## start Listed entries
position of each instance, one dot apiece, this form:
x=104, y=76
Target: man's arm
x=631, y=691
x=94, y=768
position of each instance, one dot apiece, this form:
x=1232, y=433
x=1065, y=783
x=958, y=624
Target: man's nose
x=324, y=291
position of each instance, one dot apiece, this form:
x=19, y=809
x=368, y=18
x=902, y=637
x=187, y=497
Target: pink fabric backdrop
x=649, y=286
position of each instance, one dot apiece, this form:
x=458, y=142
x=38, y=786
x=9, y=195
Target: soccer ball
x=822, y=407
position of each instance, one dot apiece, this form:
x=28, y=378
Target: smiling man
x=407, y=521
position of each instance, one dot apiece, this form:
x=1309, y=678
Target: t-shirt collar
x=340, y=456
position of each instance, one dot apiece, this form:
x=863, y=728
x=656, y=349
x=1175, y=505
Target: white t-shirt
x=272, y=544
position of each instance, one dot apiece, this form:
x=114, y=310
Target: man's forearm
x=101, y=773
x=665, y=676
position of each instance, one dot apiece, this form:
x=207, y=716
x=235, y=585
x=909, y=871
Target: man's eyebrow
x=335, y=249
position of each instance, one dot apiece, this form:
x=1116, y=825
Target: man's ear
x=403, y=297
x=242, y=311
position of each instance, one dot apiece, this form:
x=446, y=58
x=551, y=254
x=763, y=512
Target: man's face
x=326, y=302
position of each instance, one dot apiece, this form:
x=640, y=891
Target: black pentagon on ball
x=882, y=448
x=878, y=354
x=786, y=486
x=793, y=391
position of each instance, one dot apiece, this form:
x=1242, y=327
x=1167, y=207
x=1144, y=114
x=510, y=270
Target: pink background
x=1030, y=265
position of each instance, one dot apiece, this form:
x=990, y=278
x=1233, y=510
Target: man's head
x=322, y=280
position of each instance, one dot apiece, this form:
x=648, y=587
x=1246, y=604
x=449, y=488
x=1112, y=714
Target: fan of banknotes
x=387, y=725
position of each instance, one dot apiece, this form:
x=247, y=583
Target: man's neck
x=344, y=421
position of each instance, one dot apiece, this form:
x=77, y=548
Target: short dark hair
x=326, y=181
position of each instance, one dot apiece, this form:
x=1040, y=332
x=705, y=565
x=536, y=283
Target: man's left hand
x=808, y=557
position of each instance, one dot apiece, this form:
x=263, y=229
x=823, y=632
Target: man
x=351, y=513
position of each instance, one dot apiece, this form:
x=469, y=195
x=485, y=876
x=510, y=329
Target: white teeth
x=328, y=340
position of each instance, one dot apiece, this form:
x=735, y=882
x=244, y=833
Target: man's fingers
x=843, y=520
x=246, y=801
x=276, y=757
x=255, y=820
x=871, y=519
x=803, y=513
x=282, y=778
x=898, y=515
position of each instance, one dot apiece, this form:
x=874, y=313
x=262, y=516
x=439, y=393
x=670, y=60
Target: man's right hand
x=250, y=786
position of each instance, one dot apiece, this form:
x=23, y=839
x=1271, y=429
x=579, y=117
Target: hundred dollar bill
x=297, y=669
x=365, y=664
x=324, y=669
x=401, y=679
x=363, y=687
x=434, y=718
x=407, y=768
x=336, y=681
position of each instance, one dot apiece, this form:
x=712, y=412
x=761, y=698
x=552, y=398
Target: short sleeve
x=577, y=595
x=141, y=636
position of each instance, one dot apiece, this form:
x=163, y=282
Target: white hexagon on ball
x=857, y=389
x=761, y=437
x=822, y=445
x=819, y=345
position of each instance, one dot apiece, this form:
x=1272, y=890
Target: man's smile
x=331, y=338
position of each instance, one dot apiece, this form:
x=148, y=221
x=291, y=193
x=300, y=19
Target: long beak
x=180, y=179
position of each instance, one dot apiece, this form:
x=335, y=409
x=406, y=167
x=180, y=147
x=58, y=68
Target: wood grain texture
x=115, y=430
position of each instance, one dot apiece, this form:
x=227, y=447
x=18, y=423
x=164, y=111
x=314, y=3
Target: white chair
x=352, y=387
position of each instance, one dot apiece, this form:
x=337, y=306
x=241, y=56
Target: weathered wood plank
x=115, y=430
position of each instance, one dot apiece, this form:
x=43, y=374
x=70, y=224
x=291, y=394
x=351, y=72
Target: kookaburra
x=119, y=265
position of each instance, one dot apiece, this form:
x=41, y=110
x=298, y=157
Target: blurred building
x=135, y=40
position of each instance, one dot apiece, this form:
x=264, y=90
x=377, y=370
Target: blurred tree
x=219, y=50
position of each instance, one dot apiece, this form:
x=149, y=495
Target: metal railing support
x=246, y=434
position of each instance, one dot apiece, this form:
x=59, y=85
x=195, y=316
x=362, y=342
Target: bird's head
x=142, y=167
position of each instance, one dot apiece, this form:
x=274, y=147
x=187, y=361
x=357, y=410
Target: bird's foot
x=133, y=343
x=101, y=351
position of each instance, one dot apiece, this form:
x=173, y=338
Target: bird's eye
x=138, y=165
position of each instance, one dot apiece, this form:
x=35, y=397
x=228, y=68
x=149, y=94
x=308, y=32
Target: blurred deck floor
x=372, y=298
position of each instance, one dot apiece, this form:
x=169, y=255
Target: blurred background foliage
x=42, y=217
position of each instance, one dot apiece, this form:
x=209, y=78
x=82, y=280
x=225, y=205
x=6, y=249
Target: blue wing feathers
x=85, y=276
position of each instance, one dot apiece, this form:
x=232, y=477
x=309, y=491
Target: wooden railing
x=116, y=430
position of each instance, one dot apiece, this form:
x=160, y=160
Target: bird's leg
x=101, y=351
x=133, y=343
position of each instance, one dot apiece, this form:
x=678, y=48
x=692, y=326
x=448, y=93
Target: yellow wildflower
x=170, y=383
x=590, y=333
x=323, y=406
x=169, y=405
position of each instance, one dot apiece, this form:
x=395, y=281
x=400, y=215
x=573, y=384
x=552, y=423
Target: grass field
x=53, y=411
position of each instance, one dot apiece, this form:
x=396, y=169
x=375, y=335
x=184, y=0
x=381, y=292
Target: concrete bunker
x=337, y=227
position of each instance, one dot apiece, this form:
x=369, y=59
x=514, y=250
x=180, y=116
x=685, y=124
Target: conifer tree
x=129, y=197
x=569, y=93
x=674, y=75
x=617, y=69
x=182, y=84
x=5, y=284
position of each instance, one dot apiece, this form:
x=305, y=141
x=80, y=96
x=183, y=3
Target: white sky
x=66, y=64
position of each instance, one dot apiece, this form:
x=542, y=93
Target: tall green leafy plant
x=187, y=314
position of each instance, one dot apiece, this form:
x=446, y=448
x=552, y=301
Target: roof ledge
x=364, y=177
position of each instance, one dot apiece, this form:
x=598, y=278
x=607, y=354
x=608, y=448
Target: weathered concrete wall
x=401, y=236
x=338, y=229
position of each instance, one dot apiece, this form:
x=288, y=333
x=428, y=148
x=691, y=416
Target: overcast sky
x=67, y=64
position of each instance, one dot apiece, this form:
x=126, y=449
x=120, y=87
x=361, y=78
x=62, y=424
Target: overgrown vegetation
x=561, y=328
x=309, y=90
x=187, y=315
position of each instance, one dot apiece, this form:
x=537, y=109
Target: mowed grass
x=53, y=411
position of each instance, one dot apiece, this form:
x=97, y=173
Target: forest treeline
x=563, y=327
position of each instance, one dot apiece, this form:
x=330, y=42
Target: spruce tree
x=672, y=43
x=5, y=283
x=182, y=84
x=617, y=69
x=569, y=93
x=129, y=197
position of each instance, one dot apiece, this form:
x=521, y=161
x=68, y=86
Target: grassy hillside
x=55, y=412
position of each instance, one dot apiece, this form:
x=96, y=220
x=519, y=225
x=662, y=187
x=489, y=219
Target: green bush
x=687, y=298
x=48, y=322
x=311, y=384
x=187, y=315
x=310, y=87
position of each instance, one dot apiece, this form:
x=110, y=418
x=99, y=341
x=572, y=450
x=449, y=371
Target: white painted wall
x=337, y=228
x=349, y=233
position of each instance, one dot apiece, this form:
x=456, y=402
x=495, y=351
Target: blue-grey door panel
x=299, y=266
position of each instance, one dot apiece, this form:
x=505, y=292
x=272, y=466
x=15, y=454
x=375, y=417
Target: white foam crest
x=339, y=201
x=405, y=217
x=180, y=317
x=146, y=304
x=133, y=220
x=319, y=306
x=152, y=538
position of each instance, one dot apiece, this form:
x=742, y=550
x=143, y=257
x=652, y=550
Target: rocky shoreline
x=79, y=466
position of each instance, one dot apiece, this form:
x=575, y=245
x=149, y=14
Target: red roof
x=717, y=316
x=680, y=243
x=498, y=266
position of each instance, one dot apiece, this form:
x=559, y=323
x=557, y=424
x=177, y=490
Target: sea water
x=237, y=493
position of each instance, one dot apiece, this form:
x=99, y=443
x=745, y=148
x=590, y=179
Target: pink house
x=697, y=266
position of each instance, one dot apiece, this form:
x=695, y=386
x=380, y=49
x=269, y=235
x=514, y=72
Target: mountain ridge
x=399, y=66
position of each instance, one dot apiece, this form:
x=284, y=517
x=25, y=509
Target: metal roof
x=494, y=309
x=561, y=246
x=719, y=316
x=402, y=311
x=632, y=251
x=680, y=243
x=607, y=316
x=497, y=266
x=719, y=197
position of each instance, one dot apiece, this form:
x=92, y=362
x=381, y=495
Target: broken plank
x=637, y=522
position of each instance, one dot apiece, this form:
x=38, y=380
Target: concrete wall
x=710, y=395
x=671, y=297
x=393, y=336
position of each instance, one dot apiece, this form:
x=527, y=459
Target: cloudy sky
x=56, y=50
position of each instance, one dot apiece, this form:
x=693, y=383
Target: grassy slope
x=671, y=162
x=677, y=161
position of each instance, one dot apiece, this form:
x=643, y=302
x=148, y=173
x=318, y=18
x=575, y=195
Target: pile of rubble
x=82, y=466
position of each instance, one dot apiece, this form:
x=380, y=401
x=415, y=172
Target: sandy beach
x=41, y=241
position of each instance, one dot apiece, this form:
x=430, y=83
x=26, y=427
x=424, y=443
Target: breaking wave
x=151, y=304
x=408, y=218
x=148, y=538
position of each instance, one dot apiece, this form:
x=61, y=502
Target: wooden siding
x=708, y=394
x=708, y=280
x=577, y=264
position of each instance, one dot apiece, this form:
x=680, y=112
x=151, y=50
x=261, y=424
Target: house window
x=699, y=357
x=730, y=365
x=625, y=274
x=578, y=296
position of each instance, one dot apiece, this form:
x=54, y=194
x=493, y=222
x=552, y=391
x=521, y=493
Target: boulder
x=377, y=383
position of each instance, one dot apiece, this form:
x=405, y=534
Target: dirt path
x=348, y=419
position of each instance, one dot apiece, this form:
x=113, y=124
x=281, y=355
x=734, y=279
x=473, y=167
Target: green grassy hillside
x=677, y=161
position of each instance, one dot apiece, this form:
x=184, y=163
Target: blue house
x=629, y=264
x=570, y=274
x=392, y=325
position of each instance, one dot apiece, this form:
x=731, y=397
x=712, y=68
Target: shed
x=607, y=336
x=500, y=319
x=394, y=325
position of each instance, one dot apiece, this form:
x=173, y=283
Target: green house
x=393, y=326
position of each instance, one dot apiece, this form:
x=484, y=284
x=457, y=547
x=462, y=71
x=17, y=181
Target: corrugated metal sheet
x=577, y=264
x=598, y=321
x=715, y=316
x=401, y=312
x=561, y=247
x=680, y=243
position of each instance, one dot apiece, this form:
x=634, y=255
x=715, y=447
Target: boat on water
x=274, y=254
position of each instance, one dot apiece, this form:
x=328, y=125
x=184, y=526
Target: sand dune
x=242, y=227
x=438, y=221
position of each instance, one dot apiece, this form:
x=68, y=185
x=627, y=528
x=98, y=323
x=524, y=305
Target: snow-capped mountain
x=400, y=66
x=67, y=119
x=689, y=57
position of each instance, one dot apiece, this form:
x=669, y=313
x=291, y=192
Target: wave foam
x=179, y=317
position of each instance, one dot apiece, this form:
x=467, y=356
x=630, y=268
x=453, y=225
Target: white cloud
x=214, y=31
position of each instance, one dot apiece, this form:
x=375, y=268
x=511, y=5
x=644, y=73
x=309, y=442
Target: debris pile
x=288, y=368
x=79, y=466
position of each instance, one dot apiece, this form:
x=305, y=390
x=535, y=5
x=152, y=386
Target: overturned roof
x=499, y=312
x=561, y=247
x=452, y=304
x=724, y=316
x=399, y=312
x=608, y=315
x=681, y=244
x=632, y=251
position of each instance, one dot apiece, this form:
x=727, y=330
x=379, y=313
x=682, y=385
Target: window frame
## end Listed entries
_Brief:_ Reproduce the listing above word for word, from its first line through the line containing "x=407, y=521", with both of those lines included.

_Task result:_
position of each instance, one dot apiece, this form:
x=104, y=76
Target: man's arm
x=631, y=691
x=94, y=768
position of each instance, one dot apiece, this form:
x=1232, y=433
x=1065, y=783
x=958, y=624
Target: man's nose
x=324, y=291
position of each instance, one dot apiece, this form:
x=19, y=809
x=368, y=18
x=902, y=637
x=187, y=497
Target: pink fabric backdrop
x=649, y=286
position of each instance, one dot apiece, this form:
x=458, y=142
x=38, y=786
x=9, y=195
Target: soccer ball
x=822, y=407
position of each instance, one dot apiece, this form:
x=28, y=378
Target: smiling man
x=407, y=521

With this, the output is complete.